Supplied text |
+ + + +
# Is suicide always consciously?



## Nadosa (Sep 9, 2017)

For me, these thoughts, painful suicidal/existential ones occured automatically after a week of overthinking life. Just the idea of "me" being alive freaks me out somehow and for 4 months I've felt like I should've died after the week of overthinking. But I feel like in my case, I didnt really consciously think of suicide, but rather the thoughts came unconsciously, I dont know, it feels strange.

"There's what's called a lower death drive and an upper death drive.

The lower death drive is when the ego hates itself so much it wants to put itself out of its suffering through suicide. (Not so good)

The upper death drive is when the ego is wise enough to realize that it's an illusion, and wants to end it's suffering through surrender to truth."


----------



## 128682 (Jan 3, 2019)

omg. I can relate to this. how did you deal with this?


----------



## forestx5 (Aug 29, 2008)

Reading the book "Genome" and it is full of the hard facts of life as a human. Genes represent our history from the original organism from which we descended.

Some of what we learn is archived as instinct. We also have a brain and consciousness for the day to day stuff..

It is unlikely, according to the book, that any human alive today will project genetic code into the distant future.. The human species is half way through

its expected life span. The "doomsday clock" is set at 2 minutes before midnight. That's the gloomy outlook for the species.

For the individual, the forecast is for less than 100 years. Not really enough time to be concerned about.

No wonder that sex isn't painful.


----------



## Chip1021 (Mar 24, 2018)

Most of my life I've been what I call "passively suicidal". Mostly just fantasizing about my own death, sometimes a very violent one, and it was actually very calming to me. I think Nietzsche had a similar experience with suicidal thinking. It has always been difficult for me to tell with my thinking how much of it is something I'm doing and how much of it is something that happens to me. But suicide is like any other type of thought we can have. Sometimes we think about it intentionally, sometimes it's just what our minds seem to conjure up. Just like thoughts of sex or food or movies or what-have-you.

I don't know if this is relevant to your experience or helpful at all. Just throwing in my two cents on the subject.


----------



## Grindelwald (Jul 22, 2017)

Have suicidal fantasies is normal, but seriously considering acting on them is not. If you really are feeling like you want to commit suicide, you should see a doctor right away.


----------



## JoshS. (May 16, 2020)

Suicidal thoughts are subconscious because you wouldn't have it if you didn't have dp/anxiety there's something known as intuitive thinking that's what our conscious minds are the masters of when we feel bad or frustrated we rationalize our thought processes so it's not forboding for us that's my experience so far with Dpdr.


----------
+ + + +
Provided material |
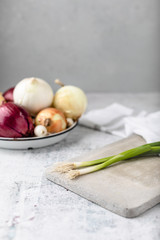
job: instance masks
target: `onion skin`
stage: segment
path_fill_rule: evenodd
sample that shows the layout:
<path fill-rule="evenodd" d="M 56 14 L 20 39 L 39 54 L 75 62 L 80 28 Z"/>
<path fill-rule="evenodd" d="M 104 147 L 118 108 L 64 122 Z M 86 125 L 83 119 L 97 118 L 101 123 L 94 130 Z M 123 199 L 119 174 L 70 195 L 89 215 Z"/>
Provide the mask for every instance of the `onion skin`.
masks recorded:
<path fill-rule="evenodd" d="M 78 87 L 64 86 L 56 92 L 53 106 L 61 110 L 66 118 L 76 121 L 87 108 L 87 97 Z"/>
<path fill-rule="evenodd" d="M 36 125 L 43 125 L 48 133 L 57 133 L 66 129 L 67 122 L 64 114 L 56 108 L 46 108 L 38 113 Z"/>
<path fill-rule="evenodd" d="M 50 107 L 53 96 L 51 86 L 43 79 L 35 77 L 22 79 L 13 92 L 14 102 L 27 109 L 33 116 L 42 109 Z"/>
<path fill-rule="evenodd" d="M 0 105 L 5 102 L 5 98 L 3 97 L 2 93 L 0 93 Z"/>
<path fill-rule="evenodd" d="M 3 97 L 5 98 L 5 100 L 7 102 L 13 102 L 13 91 L 14 91 L 14 87 L 6 90 L 4 93 L 3 93 Z"/>
<path fill-rule="evenodd" d="M 0 137 L 29 137 L 33 132 L 32 119 L 25 109 L 12 102 L 0 106 Z"/>

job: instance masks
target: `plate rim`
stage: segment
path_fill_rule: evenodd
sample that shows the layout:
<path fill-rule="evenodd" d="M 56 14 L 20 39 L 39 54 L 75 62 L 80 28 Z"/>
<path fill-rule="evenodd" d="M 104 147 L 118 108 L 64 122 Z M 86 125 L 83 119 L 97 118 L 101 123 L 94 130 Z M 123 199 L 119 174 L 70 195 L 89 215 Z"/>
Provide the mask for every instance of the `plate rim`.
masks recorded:
<path fill-rule="evenodd" d="M 71 127 L 66 128 L 65 130 L 63 130 L 61 132 L 58 132 L 58 133 L 49 134 L 45 137 L 26 137 L 26 138 L 25 137 L 24 138 L 4 138 L 4 137 L 0 137 L 0 141 L 25 142 L 25 141 L 45 140 L 45 139 L 48 139 L 48 138 L 56 137 L 56 136 L 62 135 L 64 133 L 67 133 L 67 132 L 71 131 L 72 129 L 74 129 L 77 125 L 78 125 L 78 121 L 75 121 Z"/>

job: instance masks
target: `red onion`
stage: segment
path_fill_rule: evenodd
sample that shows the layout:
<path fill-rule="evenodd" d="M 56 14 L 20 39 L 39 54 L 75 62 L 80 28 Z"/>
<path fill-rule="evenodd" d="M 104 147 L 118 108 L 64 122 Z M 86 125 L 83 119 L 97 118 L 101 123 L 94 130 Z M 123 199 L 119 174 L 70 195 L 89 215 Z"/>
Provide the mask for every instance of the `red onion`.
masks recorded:
<path fill-rule="evenodd" d="M 14 91 L 14 87 L 8 89 L 3 93 L 3 97 L 7 102 L 13 102 L 13 91 Z"/>
<path fill-rule="evenodd" d="M 0 137 L 21 138 L 33 132 L 32 118 L 24 108 L 12 102 L 0 106 Z"/>

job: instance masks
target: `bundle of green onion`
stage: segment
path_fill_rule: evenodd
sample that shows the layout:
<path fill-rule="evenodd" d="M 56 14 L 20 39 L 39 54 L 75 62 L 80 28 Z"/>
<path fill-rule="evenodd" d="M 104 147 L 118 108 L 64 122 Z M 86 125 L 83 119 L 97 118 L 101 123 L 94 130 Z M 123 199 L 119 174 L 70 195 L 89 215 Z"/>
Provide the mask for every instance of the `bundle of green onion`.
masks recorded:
+ + + +
Work order |
Transcribe the part of the forum thread on suicidal thoughts that opens with the words containing "It is unlikely, according" and closes with "sex isn't painful.". The listing has no connection to the forum thread on suicidal thoughts.

Task output |
It is unlikely, according to the book, that any human alive today will project genetic code into the distant future.. The human species is half way through

its expected life span. The "doomsday clock" is set at 2 minutes before midnight. That's the gloomy outlook for the species.

For the individual, the forecast is for less than 100 years. Not really enough time to be concerned about.

No wonder that sex isn't painful.